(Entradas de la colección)

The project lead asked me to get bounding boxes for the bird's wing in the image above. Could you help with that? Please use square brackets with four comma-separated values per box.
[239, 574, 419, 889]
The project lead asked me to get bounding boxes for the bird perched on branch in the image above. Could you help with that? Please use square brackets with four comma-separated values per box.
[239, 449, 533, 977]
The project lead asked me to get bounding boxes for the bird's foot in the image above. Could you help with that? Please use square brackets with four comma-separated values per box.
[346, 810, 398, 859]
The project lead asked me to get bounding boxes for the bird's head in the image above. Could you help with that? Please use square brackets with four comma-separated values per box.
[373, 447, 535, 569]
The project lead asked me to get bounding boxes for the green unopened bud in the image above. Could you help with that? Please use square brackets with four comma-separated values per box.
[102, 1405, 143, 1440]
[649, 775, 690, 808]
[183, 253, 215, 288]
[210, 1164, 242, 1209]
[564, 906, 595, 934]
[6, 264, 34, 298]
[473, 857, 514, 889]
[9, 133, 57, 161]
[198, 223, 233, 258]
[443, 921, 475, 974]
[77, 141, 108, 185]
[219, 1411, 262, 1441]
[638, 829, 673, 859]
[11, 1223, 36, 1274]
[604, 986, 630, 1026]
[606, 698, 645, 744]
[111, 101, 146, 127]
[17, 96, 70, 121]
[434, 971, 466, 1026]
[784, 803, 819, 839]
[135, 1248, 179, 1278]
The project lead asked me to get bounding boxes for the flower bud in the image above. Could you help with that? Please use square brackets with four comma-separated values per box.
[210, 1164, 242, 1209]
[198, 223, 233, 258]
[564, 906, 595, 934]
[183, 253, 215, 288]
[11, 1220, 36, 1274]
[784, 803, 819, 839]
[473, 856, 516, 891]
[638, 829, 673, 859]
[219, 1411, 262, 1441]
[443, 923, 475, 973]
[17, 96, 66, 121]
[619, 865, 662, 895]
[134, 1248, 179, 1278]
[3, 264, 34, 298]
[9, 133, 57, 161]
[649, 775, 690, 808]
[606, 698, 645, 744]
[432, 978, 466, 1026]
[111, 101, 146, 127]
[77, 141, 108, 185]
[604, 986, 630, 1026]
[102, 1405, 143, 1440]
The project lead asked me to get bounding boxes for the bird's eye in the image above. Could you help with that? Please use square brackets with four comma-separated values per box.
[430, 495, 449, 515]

> Enunciado de la tarea
Copia sin cambio alguno las líneas de arriba, empezando por la primera y terminando en la que contiene "[373, 447, 535, 569]", ambas incluidas.

> Resultado del ejercicio
The project lead asked me to get bounding boxes for the bird's wing in the image above. Could you help with that? Please use square brackets with four comma-separated values per box.
[239, 574, 419, 889]
The project lead asked me to get bounding boxes for the bird perched on branch in the image above. Could you help with that? Please use square brackets with four comma-separated values per box.
[239, 449, 533, 977]
The project lead asked me to get bounding boxes for the bird's foot in the image above. Could you help with that? Please use square brackets with four comma-separated values per box.
[346, 810, 398, 859]
The project lead asked me to get bounding boxes for the bird's head in the image above. Could you help with that? Please use square brackets with four comma-separated values per box.
[373, 447, 535, 569]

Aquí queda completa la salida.